--- WHAT IS NEEDED ---
Quote every line as given.

Raw records
□ □ □ □ □ □ □
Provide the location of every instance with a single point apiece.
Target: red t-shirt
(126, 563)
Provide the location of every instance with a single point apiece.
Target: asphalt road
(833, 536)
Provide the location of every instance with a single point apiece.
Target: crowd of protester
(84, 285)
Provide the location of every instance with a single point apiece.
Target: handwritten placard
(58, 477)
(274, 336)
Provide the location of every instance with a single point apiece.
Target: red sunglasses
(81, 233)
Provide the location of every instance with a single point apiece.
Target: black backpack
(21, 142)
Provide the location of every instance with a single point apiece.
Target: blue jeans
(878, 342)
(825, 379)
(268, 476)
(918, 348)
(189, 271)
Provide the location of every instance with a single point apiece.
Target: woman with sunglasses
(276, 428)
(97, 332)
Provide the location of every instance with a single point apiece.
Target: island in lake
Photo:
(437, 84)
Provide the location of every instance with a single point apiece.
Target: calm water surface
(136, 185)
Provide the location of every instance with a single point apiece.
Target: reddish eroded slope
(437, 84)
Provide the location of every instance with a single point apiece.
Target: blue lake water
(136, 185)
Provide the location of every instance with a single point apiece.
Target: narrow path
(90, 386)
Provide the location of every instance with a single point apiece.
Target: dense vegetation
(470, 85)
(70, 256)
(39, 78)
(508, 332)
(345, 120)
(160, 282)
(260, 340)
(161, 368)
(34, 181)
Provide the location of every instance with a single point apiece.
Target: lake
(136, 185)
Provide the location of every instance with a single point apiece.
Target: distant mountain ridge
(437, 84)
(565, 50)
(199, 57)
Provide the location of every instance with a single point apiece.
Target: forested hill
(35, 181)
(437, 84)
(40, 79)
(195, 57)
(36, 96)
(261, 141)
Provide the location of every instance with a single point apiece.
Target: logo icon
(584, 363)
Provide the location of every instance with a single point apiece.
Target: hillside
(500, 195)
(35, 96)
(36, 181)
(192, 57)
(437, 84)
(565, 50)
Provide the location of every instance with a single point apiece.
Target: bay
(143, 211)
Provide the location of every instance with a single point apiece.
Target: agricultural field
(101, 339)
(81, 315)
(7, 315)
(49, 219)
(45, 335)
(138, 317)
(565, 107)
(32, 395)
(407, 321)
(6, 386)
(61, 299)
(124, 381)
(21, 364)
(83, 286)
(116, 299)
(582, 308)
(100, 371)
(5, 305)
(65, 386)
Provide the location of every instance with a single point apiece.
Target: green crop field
□ □ □ □ □ □ □
--- IN RESPONSE ---
Provide the location of every instance with a single point apiece.
Target: red t-shirt
(126, 563)
Provide the location of every instance with a single point apiece.
Target: asphalt road
(833, 536)
Provide the location of every instance with a single point apiece.
Target: crowd of protester
(84, 285)
Provide the location of every instance with a single point apiece.
Target: handwritten placard
(58, 477)
(274, 336)
Provide the location of every instance with a single point apiece.
Target: red sunglasses
(81, 233)
Provide the location of every instance with a single point apiece.
Target: black backpack
(21, 142)
Provide the location of every instance with a single point apiece.
Target: blue jeans
(878, 342)
(825, 379)
(268, 476)
(918, 348)
(189, 271)
Provide the location of every instance with a single point apiece.
Target: woman with sunglasses
(276, 428)
(97, 332)
Provide the location of every instance with a single point apiece.
Target: island in lake
Photo:
(437, 84)
Provide the location of every instance with a single point apiece.
Target: calm water surface
(136, 185)
Provide the location of every instance with a single point apiece.
Target: reddish eroded slope
(437, 84)
Provide the location of every instance with a single point apiece.
Target: blue lake water
(136, 185)
Provide the location of every instance with a single point apiece.
Target: narrow path
(90, 386)
Provide the location of every instance with a single point apiece.
Target: dense vegetation
(470, 85)
(70, 256)
(39, 78)
(508, 332)
(345, 120)
(160, 282)
(260, 340)
(161, 368)
(34, 181)
Provide the location of every instance with a single point apiece.
Target: lake
(136, 185)
Provide the location of every instance with a single point apiece.
Target: distant mountain ridge
(437, 84)
(565, 50)
(199, 57)
Provide the location of every instance with a single point apiece.
Target: forested hill
(35, 181)
(437, 84)
(40, 79)
(195, 57)
(36, 96)
(261, 141)
Provide the location of every instance with a single point apiece.
Target: logo icon
(584, 363)
Provide the location of every instance with a single point apiece.
Target: hillside
(500, 195)
(35, 96)
(36, 181)
(192, 57)
(437, 84)
(565, 50)
Provide the location of every instance with a single point apiece.
Target: bay
(143, 211)
Provide the location of every instance with a single point apiece.
Target: agricultural field
(101, 339)
(81, 315)
(7, 315)
(49, 219)
(45, 335)
(138, 317)
(565, 107)
(32, 395)
(407, 321)
(6, 386)
(61, 299)
(124, 381)
(21, 364)
(83, 286)
(116, 299)
(582, 308)
(100, 371)
(5, 305)
(65, 386)
Provide the location of every instance with a single point apiece.
Target: green crop field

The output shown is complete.